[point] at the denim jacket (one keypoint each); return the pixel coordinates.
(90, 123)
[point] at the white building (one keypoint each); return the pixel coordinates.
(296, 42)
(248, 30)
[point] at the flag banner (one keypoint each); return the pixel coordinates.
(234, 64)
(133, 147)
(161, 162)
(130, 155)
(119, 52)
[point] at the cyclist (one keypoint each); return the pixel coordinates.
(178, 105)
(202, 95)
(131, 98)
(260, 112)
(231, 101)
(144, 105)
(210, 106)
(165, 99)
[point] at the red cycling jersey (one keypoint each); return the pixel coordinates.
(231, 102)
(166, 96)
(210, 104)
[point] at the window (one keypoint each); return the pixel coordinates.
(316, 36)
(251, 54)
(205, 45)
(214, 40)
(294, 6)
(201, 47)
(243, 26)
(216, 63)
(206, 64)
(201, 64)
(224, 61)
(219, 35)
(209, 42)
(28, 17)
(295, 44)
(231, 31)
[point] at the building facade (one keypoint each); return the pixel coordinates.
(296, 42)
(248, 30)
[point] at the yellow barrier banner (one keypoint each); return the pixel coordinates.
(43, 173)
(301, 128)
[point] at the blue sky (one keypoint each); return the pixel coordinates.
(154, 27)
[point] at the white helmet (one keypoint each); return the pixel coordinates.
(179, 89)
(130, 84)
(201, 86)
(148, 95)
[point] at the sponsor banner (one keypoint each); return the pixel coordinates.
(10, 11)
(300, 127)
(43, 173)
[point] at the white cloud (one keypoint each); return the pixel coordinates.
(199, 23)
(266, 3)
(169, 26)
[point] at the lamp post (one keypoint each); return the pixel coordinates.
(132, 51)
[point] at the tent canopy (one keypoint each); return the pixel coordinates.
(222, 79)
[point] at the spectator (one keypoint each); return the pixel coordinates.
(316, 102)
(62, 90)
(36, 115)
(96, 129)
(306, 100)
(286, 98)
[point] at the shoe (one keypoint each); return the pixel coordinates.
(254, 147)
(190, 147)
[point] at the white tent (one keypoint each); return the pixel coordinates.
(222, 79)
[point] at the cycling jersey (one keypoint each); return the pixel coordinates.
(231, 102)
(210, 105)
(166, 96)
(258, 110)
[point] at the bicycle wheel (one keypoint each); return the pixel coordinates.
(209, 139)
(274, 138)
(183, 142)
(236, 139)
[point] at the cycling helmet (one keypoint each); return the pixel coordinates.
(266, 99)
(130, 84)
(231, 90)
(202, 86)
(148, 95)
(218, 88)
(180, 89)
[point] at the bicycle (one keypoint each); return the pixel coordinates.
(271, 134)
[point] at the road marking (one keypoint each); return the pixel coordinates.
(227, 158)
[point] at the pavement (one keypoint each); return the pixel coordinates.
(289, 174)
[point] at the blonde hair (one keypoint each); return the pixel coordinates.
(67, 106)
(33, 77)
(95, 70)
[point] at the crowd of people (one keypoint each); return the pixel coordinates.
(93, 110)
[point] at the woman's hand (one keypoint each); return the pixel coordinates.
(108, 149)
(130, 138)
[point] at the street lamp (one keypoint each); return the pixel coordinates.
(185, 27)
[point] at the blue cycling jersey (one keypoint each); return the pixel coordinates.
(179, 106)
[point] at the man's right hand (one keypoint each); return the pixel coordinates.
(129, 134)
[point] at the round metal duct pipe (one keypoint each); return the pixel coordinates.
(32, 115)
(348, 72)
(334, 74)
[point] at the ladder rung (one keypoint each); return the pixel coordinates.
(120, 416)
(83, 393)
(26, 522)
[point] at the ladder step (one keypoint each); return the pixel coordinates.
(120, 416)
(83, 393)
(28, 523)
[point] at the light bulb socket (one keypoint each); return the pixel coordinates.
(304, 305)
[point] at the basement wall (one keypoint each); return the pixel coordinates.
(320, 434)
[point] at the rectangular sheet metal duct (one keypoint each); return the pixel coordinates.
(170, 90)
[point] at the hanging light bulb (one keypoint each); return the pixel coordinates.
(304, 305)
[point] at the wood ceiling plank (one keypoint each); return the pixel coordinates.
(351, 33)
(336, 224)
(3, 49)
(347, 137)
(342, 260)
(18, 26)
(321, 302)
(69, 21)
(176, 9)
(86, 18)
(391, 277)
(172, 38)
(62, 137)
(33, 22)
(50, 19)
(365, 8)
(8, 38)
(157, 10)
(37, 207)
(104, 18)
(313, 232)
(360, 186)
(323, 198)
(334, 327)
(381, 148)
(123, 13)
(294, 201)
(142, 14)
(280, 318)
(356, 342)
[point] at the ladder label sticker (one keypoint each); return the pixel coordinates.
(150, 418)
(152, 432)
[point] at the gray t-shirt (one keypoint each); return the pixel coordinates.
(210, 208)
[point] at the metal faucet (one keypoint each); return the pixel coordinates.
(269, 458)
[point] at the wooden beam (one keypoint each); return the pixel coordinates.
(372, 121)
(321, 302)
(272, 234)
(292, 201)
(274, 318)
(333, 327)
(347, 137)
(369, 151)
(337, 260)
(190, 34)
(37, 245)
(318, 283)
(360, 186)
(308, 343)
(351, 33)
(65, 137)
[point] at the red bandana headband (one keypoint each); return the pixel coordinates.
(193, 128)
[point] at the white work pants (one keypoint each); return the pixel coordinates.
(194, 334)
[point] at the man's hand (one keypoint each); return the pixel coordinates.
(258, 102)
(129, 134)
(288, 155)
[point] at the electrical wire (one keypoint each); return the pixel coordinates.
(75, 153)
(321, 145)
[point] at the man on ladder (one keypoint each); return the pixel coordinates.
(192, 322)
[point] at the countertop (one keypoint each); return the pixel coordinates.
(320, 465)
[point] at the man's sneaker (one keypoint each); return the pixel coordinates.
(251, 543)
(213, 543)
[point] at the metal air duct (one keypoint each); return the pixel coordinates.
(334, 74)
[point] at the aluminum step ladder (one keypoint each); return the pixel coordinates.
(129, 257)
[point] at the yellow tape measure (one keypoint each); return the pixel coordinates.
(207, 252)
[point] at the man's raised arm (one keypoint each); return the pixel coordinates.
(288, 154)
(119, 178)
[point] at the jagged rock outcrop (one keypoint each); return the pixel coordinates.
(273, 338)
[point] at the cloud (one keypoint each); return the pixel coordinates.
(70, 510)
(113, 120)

------------------------------------------------------------------------

§ **Your objective**
Provide all the records again, word for word.

§ **Solution to this exercise**
[point] at the denim jacket (one keypoint each); return the pixel coordinates.
(90, 123)
[point] at the white building (one keypoint each); return the pixel coordinates.
(296, 42)
(248, 30)
[point] at the flag banner (one keypoint each); return the pixel coordinates.
(234, 64)
(133, 147)
(161, 162)
(130, 155)
(119, 52)
[point] at the cyclist (one keypoint each); return the pixel coordinates.
(178, 105)
(202, 95)
(131, 98)
(260, 112)
(231, 101)
(144, 105)
(210, 106)
(165, 99)
[point] at the red cycling jersey (one keypoint each); return the pixel coordinates.
(231, 102)
(166, 96)
(210, 104)
[point] at the window (one keypoint each); return the pixel coordinates.
(316, 36)
(251, 54)
(205, 45)
(214, 40)
(294, 6)
(201, 47)
(243, 26)
(216, 63)
(206, 64)
(201, 64)
(224, 61)
(219, 35)
(209, 42)
(28, 17)
(295, 44)
(231, 31)
[point] at the building facade (one keypoint each); return the pixel coordinates.
(296, 42)
(248, 30)
[point] at the yellow barrier banner (one keypoint each); return the pixel coordinates.
(43, 173)
(301, 128)
[point] at the blue sky (one keypoint each); return the pixel coordinates.
(154, 27)
[point] at the white helmet (one keypoint each); return the pixel coordinates.
(179, 89)
(130, 84)
(201, 86)
(148, 95)
[point] at the sponsor banner (one keypoint each); return the pixel coordinates.
(10, 11)
(300, 127)
(43, 173)
[point] at the white cloud (one keypoint each); return the pixel coordinates.
(199, 23)
(266, 3)
(169, 26)
[point] at the lamp post (one keypoint each); return the pixel coordinates.
(132, 51)
[point] at the tent canopy (one keypoint each); return the pixel coordinates.
(222, 79)
[point] at the spectator (one keypoint each); return the pixel coordinates.
(316, 102)
(62, 90)
(36, 115)
(96, 129)
(306, 100)
(286, 98)
[point] at the shoe (one keypoint each); return the pixel coordinates.
(254, 147)
(190, 147)
[point] at the white tent (one keypoint each); return the pixel coordinates.
(222, 79)
[point] at the cycling jersey (one keypoint each); return the pixel coordinates.
(231, 102)
(210, 105)
(166, 96)
(258, 110)
[point] at the bicycle wheel (one keypoint each); return the pixel coordinates.
(209, 139)
(274, 138)
(183, 142)
(236, 139)
[point] at the cycling helmet (one keypoint each); return the pixel coordinates.
(266, 99)
(130, 84)
(231, 90)
(202, 86)
(148, 95)
(218, 88)
(180, 89)
[point] at the bicycle (one keypoint each); return the pixel coordinates.
(271, 134)
[point] at the road marking (one keypoint each); return the pixel coordinates.
(227, 158)
[point] at the pavement (one keypoint each); return the pixel coordinates.
(289, 174)
[point] at the blonde hair (one keypoint each); return the pixel coordinates.
(67, 106)
(33, 77)
(95, 70)
[point] at the crowd of people (one keypoint each); return the pixel coordinates.
(93, 110)
[point] at the woman's hand (one keypoint each); return the pixel coordinates.
(108, 149)
(130, 138)
[point] at the street lamp (one keypoint each); return the pixel coordinates.
(185, 27)
[point] at the blue cycling jersey (one keypoint each); return the pixel coordinates.
(179, 106)
[point] at the man's right hand (one keypoint each); return the pixel coordinates.
(129, 134)
[point] at the round metal duct pipe (one keypoint each); return the pixel coordinates.
(32, 115)
(348, 72)
(334, 74)
[point] at the ladder rung (one keypoint each); return the pixel coordinates.
(120, 416)
(83, 393)
(26, 522)
[point] at the ladder step (one keypoint each); return the pixel coordinates.
(120, 416)
(83, 393)
(28, 523)
[point] at the light bulb socket (one keypoint each); return the pixel coordinates.
(304, 305)
[point] at the basement wall (one keypoint each); return the pixel coordinates.
(320, 434)
[point] at the rectangular sheet metal duct (one keypoint each); return the pixel coordinates.
(170, 90)
[point] at the hanging light bulb (one keypoint each); return the pixel coordinates.
(304, 305)
[point] at the wood ceiling plank (one keypoint each); return the pixel coordinates.
(351, 33)
(336, 224)
(3, 49)
(347, 137)
(342, 260)
(18, 26)
(321, 302)
(69, 21)
(176, 9)
(86, 18)
(391, 277)
(172, 38)
(62, 137)
(33, 22)
(50, 19)
(365, 8)
(8, 38)
(157, 10)
(37, 207)
(104, 18)
(313, 232)
(360, 186)
(323, 198)
(334, 327)
(381, 148)
(123, 13)
(294, 201)
(142, 14)
(280, 318)
(356, 342)
[point] at the ladder label sticker (one keypoint each); return the pixel coordinates.
(150, 418)
(152, 432)
[point] at the gray t-shirt (one keypoint each); return the pixel coordinates.
(210, 208)
[point] at the metal faucet (one keypoint each); return the pixel coordinates.
(269, 458)
[point] at the wooden beam (one keypoint each); return the pixel coordinates.
(372, 121)
(321, 302)
(272, 234)
(292, 201)
(274, 318)
(333, 327)
(347, 137)
(369, 151)
(337, 260)
(190, 34)
(37, 245)
(318, 283)
(360, 186)
(308, 343)
(351, 33)
(65, 137)
[point] at the red bandana headband (one keypoint each); return the pixel coordinates.
(193, 128)
[point] at the white work pants (one keypoint each); return the pixel coordinates.
(194, 334)
[point] at the man's hand (one keypoint each); return the pixel coordinates.
(258, 102)
(129, 134)
(288, 155)
[point] at the electrical wire (one keypoint each); return the pixel coordinates.
(75, 153)
(321, 145)
[point] at the man on ladder (one keypoint each); return the pixel coordinates.
(192, 322)
[point] at the countertop (one keypoint each); return the pixel coordinates.
(320, 465)
[point] at the man's sneaker (one keypoint each); return the pixel coordinates.
(251, 543)
(213, 543)
[point] at the metal air duct (one keypoint each); return the pixel coordinates.
(334, 74)
[point] at the aluminum step ladder (one keypoint each); return the pixel coordinates.
(129, 257)
[point] at the yellow tape measure (one keypoint each); return the pixel coordinates.
(207, 252)
[point] at the man's raised arm (one keypoint each); return the pixel coordinates.
(288, 154)
(119, 178)
[point] at the jagged rock outcrop (one keypoint each); return the pixel coordinates.
(273, 338)
[point] at the cloud (one keypoint each); return the pixel coordinates.
(70, 510)
(113, 120)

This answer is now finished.